→ **WORK INSTRUCTIONS**: Copy each line below that includes "brick".

→ **AVAILABLE RECORDS**:

>>>>>

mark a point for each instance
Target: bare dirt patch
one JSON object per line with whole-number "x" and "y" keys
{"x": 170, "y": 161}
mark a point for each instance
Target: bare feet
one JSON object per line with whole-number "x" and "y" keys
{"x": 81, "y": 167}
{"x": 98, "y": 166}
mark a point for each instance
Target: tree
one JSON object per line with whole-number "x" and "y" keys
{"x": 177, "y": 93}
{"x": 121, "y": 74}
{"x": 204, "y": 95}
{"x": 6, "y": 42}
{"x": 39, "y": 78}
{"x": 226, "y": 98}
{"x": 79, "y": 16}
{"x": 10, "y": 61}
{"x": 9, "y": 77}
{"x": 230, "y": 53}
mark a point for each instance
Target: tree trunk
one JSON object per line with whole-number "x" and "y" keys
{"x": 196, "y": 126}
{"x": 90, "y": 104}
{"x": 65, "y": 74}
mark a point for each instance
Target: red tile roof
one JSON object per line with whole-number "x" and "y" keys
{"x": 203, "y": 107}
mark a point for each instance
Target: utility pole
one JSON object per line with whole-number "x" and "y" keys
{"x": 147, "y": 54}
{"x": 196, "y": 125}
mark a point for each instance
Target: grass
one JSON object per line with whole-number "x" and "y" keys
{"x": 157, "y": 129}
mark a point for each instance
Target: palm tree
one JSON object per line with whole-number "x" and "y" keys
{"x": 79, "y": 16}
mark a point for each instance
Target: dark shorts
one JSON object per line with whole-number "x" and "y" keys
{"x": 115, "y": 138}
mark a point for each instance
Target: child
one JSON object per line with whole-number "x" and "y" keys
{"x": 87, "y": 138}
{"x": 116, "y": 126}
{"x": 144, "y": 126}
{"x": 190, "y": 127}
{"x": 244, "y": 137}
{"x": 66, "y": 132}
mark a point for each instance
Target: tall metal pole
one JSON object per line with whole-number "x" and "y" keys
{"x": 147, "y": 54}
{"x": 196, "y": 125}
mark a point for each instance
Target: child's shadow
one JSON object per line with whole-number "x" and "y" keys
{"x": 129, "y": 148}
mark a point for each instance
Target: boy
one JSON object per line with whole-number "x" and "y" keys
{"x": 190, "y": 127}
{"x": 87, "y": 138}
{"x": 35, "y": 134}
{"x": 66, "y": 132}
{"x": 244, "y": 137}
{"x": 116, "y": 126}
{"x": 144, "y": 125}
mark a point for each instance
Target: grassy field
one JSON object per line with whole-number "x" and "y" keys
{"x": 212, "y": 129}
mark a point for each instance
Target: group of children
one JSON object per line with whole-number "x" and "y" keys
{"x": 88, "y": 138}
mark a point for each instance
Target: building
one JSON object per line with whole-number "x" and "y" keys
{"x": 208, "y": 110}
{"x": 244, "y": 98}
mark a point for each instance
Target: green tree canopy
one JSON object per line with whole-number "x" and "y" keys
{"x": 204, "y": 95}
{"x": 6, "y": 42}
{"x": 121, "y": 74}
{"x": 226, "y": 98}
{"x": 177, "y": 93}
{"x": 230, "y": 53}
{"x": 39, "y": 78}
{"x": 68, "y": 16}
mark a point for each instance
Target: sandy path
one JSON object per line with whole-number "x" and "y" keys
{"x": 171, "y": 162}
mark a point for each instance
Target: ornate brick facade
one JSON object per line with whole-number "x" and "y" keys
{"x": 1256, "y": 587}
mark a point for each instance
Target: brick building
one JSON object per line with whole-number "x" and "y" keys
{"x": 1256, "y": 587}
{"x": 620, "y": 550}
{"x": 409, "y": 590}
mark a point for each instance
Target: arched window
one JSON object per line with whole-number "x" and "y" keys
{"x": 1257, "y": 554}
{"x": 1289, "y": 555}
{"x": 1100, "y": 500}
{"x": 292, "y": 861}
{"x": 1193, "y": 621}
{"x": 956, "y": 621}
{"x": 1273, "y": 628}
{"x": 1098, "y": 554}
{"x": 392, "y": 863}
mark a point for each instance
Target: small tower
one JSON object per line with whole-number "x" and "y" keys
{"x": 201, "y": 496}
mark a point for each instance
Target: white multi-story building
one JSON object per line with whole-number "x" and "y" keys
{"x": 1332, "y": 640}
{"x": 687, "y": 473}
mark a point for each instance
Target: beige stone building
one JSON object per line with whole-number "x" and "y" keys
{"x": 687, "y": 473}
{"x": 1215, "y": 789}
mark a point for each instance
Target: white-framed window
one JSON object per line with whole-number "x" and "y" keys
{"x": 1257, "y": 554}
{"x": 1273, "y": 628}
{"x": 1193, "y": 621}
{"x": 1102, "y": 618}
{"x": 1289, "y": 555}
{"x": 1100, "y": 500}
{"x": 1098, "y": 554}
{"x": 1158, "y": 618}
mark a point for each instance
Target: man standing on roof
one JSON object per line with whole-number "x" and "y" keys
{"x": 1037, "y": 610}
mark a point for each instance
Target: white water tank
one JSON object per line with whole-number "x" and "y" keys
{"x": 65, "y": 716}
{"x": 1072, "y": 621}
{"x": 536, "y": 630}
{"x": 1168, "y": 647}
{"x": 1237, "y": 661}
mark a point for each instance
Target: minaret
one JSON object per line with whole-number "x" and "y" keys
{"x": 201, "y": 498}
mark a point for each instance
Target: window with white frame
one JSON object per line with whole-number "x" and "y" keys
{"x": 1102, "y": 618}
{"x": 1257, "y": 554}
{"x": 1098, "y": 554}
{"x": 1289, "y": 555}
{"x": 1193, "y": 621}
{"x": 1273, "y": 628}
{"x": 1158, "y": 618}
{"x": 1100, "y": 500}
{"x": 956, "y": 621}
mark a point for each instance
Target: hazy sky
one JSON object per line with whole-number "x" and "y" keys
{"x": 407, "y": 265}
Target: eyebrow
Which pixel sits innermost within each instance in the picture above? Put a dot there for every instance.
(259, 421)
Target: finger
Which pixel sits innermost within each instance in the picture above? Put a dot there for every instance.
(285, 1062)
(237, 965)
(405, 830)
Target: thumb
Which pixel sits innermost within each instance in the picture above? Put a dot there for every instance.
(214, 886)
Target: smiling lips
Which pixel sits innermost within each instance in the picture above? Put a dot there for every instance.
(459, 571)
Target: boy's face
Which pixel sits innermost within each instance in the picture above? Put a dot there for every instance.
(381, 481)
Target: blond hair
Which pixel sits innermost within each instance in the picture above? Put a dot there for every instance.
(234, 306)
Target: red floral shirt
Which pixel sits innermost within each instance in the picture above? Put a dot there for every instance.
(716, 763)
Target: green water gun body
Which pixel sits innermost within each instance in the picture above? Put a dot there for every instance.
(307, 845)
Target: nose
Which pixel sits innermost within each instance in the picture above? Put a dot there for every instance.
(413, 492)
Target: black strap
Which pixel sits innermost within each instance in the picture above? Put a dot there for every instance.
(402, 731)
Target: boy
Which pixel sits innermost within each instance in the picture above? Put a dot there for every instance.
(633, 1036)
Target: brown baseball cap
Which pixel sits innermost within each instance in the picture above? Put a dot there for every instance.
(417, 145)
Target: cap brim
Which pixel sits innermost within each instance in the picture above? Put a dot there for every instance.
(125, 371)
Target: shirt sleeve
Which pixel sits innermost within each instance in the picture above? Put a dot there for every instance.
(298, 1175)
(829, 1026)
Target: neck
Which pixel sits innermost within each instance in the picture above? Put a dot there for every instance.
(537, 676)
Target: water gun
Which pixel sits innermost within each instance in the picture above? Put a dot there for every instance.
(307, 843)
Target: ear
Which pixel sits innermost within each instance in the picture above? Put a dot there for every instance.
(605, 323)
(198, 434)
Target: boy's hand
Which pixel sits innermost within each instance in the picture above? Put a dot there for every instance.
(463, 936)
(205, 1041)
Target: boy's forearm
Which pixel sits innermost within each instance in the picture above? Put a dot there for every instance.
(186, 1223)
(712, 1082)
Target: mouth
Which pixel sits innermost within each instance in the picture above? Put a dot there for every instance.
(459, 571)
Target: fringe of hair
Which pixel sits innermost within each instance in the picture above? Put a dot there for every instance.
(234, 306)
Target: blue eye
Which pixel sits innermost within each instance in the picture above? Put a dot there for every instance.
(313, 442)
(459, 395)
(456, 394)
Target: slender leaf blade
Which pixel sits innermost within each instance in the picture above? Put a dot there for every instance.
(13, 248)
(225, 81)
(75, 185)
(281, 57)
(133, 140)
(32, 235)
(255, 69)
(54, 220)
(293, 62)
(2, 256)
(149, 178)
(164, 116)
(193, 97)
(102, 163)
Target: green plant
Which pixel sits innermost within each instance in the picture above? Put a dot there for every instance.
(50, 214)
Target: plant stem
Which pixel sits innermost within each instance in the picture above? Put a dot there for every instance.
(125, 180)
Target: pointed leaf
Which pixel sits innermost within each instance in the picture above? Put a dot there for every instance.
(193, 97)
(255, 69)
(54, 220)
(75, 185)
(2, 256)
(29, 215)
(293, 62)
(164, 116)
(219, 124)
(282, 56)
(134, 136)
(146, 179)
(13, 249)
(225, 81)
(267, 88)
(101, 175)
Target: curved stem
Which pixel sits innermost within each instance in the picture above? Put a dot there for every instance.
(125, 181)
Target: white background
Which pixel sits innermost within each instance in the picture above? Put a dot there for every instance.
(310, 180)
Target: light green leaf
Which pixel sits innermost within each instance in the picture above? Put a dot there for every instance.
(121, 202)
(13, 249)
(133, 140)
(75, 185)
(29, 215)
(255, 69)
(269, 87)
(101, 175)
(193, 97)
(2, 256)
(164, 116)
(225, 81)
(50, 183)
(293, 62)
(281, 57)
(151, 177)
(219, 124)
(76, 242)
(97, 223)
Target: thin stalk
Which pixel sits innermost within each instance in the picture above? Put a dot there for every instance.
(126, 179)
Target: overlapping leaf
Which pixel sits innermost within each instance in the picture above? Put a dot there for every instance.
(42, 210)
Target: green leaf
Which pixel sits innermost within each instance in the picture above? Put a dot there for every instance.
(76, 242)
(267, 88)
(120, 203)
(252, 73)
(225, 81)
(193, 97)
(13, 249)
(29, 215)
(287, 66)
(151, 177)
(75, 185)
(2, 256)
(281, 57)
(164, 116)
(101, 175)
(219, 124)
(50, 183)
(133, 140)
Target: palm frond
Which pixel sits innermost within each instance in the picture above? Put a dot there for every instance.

<<<<<

→ **YOUR RESPONSE**:
Target: ornate brick facade
Target: brick building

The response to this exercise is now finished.